== Try it ==
Please reproduce all entries word for word, leaving every image behind.

Natural language region descriptions:
BEGIN
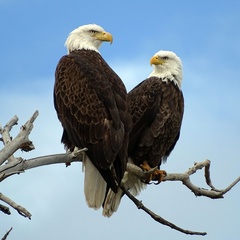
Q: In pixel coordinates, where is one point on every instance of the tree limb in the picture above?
(18, 165)
(156, 217)
(6, 234)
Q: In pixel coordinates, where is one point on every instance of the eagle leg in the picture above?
(157, 174)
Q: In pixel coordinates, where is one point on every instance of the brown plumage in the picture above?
(90, 100)
(156, 107)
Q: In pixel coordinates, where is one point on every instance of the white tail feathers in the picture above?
(112, 201)
(94, 185)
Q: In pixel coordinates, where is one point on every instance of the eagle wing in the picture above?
(87, 109)
(156, 108)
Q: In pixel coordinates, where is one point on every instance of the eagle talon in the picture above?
(156, 175)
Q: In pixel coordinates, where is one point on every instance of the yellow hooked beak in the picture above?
(156, 60)
(104, 36)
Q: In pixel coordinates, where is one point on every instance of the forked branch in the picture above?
(10, 165)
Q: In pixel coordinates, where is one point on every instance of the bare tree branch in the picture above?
(4, 209)
(18, 165)
(157, 218)
(21, 210)
(6, 234)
END
== Finished exercise ==
Q: In pixel coordinates, where is one point on every instance of the tree limb in the picture above?
(18, 165)
(156, 217)
(6, 234)
Q: In pixel coordinates, where is one point on every instance of the eagle leg in the picture above?
(157, 174)
Q: In pixel coordinates, where is one point on every instance of the brown plumage in the picture above?
(90, 100)
(156, 107)
Q: In pixel coordinates, where is one point on every instance of the white tail feathers in the picture above?
(112, 201)
(94, 185)
Q: In pixel coordinates, where is one point on every instance of the eagle wing in the picture above?
(87, 109)
(156, 108)
Q: In pixel coordinates, where is one point on every instance of the eagle talon in the picture above?
(156, 175)
Q: In pixel coordinates, where is one point on every instance of the yellow hooked beak in the picture above?
(156, 60)
(104, 36)
Q: In pixel coordinates, where is one point on every instance of the forked branch in the picture above?
(10, 165)
Q: In pixel coordinates, where is one point on every instance of the bare tree branch in the picture above?
(4, 209)
(18, 165)
(157, 218)
(21, 210)
(6, 234)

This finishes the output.